Collect every line of the items below that contains the word "bridge", and copy each one out.

Image point annotation entries »
● ● ● ●

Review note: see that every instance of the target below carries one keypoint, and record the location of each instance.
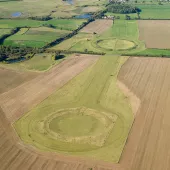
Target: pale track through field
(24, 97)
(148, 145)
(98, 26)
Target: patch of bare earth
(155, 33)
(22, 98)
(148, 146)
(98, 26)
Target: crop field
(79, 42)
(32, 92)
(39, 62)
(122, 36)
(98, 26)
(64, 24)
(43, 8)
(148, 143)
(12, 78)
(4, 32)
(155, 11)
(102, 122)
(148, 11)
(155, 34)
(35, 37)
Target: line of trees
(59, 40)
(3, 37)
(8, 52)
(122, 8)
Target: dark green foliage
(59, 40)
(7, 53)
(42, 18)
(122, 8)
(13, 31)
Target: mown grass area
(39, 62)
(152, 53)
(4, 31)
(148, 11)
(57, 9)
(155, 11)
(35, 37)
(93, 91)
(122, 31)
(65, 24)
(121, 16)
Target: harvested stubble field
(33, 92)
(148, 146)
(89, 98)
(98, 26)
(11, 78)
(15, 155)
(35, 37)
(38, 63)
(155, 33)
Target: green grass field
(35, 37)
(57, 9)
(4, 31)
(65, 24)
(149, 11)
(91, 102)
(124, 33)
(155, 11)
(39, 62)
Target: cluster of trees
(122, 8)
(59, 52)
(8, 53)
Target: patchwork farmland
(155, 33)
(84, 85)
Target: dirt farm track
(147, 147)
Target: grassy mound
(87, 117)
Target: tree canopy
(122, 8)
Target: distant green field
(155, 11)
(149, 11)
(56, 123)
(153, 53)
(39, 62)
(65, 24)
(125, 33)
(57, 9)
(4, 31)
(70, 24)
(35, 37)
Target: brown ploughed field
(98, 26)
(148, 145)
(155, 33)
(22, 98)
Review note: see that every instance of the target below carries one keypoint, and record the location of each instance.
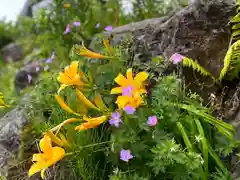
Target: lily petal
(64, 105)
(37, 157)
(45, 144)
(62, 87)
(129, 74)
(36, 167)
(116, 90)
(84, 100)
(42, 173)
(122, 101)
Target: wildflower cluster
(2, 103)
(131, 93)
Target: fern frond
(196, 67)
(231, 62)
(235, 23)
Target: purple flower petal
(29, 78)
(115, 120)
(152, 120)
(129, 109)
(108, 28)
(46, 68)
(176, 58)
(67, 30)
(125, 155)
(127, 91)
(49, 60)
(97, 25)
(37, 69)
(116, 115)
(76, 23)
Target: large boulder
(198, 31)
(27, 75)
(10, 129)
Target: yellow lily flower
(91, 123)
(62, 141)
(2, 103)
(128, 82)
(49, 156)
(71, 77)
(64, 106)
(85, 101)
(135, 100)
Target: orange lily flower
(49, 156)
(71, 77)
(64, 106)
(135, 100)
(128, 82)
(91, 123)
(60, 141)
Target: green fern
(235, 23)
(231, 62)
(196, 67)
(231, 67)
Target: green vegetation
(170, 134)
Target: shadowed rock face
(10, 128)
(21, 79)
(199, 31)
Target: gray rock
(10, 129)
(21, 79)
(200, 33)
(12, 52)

● ● ● ●

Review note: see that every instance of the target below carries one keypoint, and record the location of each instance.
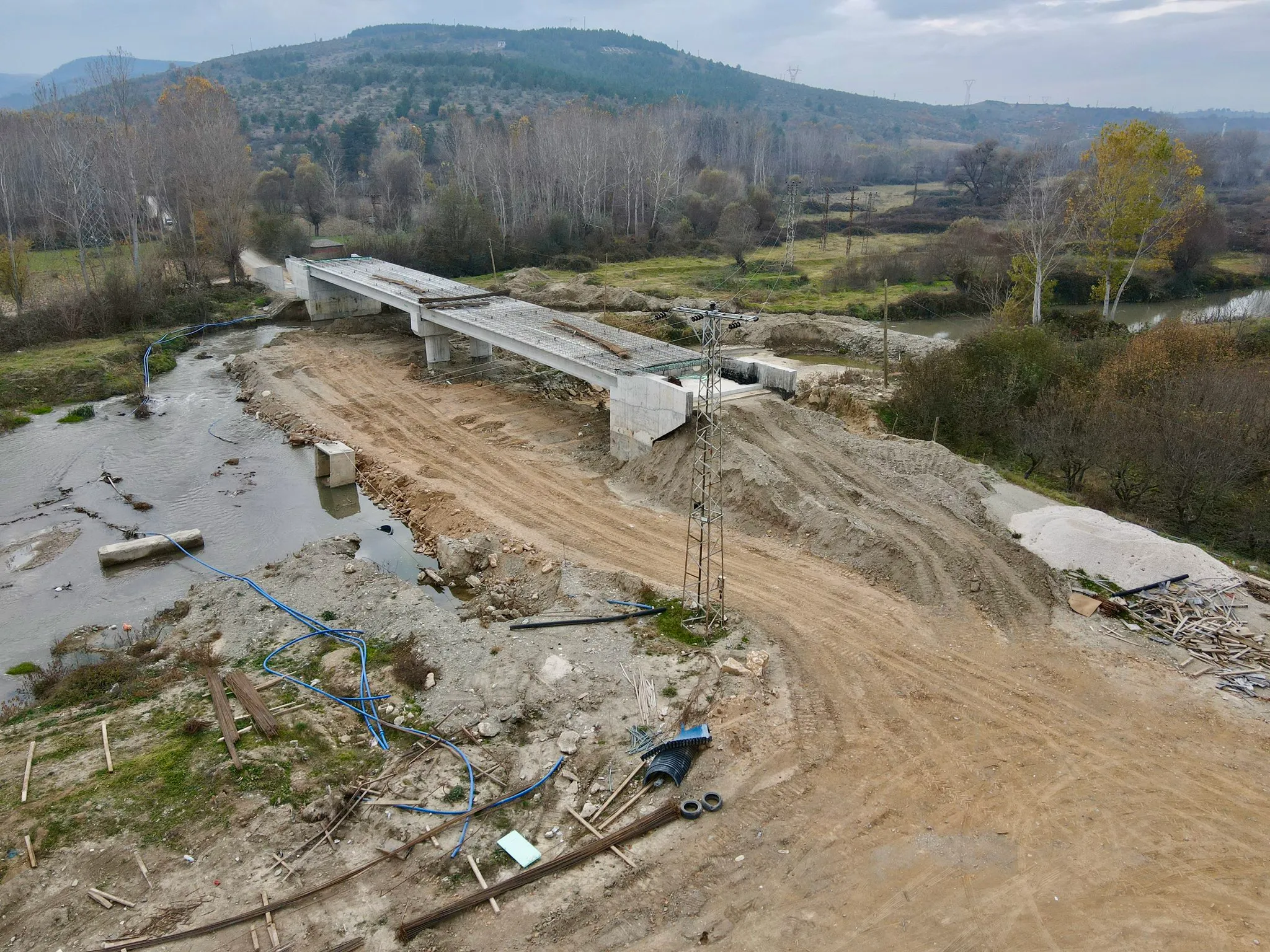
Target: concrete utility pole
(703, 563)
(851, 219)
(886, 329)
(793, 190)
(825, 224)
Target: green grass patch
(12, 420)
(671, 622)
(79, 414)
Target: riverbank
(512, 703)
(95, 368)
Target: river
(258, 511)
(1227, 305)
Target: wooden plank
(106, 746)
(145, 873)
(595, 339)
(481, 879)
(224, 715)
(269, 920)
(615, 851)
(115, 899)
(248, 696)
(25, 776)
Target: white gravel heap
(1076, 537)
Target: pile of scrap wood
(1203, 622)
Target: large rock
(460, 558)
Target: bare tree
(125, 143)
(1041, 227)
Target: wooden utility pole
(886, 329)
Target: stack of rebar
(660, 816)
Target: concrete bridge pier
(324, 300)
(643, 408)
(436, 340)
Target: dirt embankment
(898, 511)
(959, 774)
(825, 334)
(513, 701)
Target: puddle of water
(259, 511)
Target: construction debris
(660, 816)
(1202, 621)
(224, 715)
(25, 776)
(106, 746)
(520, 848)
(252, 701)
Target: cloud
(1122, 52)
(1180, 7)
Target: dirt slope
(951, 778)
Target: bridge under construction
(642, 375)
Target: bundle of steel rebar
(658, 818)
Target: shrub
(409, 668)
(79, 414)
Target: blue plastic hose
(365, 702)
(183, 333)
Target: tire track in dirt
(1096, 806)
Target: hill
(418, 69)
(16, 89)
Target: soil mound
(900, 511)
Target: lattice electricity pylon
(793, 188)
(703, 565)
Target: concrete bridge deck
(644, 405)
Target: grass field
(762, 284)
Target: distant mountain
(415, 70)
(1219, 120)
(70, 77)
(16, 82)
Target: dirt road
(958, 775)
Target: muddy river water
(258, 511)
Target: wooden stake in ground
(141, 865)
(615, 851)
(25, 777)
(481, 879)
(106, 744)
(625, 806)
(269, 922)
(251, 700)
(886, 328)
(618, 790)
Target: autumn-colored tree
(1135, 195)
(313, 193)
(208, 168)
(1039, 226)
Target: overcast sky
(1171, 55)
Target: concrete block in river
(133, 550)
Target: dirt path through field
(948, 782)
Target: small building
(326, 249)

● ● ● ●

Output for this exercise »
Target: concrete bridge pier
Target: bridge under construction
Target: concrete bridge deck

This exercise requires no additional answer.